Page text —
*** Block opens ***

When I first read that FOX’s Eric Bolling has been accused of sexual harassment and suspended from his normal employ, I thought of previous crusades against the likes of Roger Ailes and Bill O’Reilly. Ailes appears to have been a genuine creep—but of a strictly verbal variety, in whom lewd or off-color remarks probably have more to do with manipulation than with sexual lust. O’Reilly’s greatest sin was apparently to have cracked a blonde joke about serial guest and token liberal, Kirsten Powers. Charles Payne has also been smeared and suspended lately. If FOX’s own hierarchy had booted him out for having pressured a white woman into having an affair, CNN and all the rest would have screamed and howled racism until the rafters shook… and you know what? They would likely have been right. But because Payne worked for FOX despite his African genetic material, his succumbing to the kind of slip that the left-wing elite routinely absorb before their first cup of coffee is something on the order of Ganelon’s betraying Roland.

At any rate, I was primed to be unsympathetic to Bolling’s accusers. If rats smell of character assassination for both financial and ideological ends, then I smelled a rat. I’m not a frequent consumer of FOX News, I hasten to add—or of any other news outlet. I gather bits and pieces from sources on TV and, even more, on the Net, make serious and mandatory corrections for probable bias, and then try to figure out on my own what’s going on in the world today.

Unhappily, the allegations make Bolling sound about as big a creep as Ailes—perhaps a bigger one, in that his solicitations went beyond the verbal. When I read of the charges that Caroline Heldman publicly shared, they were far beyond jokes about blondes or even being called “Professor McHottie” on the air. I don’t like men who behave this way. I never have. I can imagine Bolling being one of those men because of the way he rhetorically steamrolled everyone but Trump during last year’s primaries: it’s one of the things that made me desist from ever turning to FOX for information in 2016. No man (let alone a husband and father, like Bolling) should bombard a woman in the dressing room and through email with salivating comments about her looks and offer to arrange a lively toss in the hay. Need I say that a gentleman of the old school would have slapped a swine up one side of the skull and down the other for speaking that way to his sister… but now that feminism has contemptuously driven the gentleman from our midst, or tried its darnedest to do so, this is what women routinely put up with.

*** Block closes ***

Records supplied —
*** Block opens ***

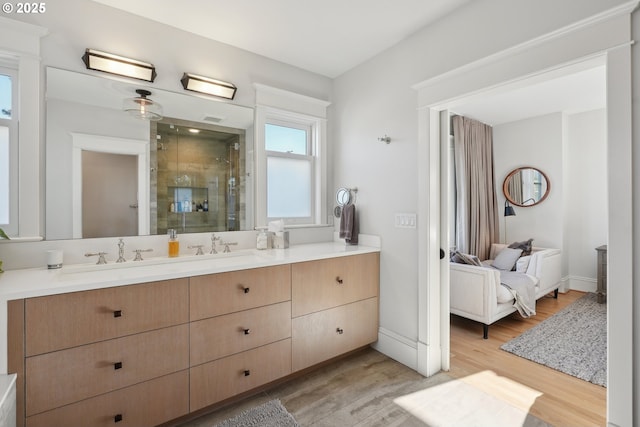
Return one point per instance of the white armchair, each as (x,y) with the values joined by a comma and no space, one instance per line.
(476,292)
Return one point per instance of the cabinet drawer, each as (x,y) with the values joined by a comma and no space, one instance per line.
(67,320)
(66,376)
(147,404)
(320,336)
(222,336)
(222,293)
(318,285)
(216,381)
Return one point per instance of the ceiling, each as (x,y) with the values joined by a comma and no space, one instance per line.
(328,37)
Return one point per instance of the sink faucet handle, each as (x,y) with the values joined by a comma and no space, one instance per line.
(199,249)
(226,246)
(100,255)
(139,253)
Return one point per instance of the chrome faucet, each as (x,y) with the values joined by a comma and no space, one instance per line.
(213,244)
(100,255)
(121,251)
(139,253)
(226,246)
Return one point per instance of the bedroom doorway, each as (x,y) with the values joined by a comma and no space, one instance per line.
(443,92)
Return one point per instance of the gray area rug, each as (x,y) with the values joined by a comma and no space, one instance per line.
(573,341)
(270,414)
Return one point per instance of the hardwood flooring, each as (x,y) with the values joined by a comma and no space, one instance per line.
(359,390)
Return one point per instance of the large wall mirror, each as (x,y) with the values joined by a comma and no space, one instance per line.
(526,186)
(109,174)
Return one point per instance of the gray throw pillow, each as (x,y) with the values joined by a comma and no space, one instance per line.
(460,258)
(507,258)
(525,245)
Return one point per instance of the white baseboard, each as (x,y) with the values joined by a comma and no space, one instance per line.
(397,347)
(583,284)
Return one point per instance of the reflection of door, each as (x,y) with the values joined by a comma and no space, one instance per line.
(109,194)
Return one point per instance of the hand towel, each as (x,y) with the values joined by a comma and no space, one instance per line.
(349,224)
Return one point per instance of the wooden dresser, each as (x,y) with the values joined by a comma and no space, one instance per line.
(145,354)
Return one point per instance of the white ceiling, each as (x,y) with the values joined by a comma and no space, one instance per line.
(579,91)
(327,37)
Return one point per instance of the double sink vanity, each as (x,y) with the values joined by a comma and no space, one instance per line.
(144,344)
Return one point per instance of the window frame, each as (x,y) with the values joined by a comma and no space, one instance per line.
(316,154)
(10,69)
(309,156)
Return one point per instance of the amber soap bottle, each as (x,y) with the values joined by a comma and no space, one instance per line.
(174,244)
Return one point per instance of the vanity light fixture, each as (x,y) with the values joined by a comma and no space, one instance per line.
(208,86)
(119,65)
(142,107)
(386,139)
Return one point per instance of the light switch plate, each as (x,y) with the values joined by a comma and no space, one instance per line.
(405,220)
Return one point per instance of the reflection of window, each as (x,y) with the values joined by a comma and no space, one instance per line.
(290,168)
(8,151)
(289,171)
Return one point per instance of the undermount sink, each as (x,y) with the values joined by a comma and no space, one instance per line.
(81,268)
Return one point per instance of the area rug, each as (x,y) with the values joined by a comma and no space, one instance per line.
(270,414)
(483,399)
(573,341)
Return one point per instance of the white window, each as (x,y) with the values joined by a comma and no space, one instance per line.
(8,151)
(290,171)
(291,166)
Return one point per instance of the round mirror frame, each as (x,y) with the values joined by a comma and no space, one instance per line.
(505,187)
(343,196)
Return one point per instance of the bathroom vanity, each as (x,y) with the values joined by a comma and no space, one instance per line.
(143,345)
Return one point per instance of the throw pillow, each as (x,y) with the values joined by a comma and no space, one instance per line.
(460,258)
(525,245)
(506,259)
(522,265)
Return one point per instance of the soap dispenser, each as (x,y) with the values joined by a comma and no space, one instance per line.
(174,244)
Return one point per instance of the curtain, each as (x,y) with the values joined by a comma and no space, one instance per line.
(477,213)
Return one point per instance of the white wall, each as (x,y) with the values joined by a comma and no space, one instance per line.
(572,151)
(377,98)
(586,196)
(535,142)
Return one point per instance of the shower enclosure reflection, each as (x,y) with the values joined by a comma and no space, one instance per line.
(196,177)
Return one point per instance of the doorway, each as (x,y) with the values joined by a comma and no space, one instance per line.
(437,95)
(109,194)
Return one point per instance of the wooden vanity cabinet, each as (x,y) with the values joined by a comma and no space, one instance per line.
(335,307)
(240,332)
(145,354)
(90,352)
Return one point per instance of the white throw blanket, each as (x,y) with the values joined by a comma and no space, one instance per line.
(522,287)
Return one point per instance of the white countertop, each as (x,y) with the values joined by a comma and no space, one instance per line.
(33,282)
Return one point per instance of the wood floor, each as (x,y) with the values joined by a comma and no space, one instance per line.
(359,390)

*** Block closes ***

Work instruction A —
In the FOX News commentary, who publicly shared the charges against Eric Bolling?
Work instruction B —
Rewrite the paragraph of the FOX News commentary that begins "At any rate, I was primed" in fewer words, keeping its main facts.

Response A —
Caroline Heldman.

Response B —
I was ready to doubt Bolling's accusers, suspecting character assassination for financial and ideological ends. I rarely follow FOX News or any other outlet. Instead I gather bits from TV and, even more, the Net, correct for likely bias, and work out for myself what is happening.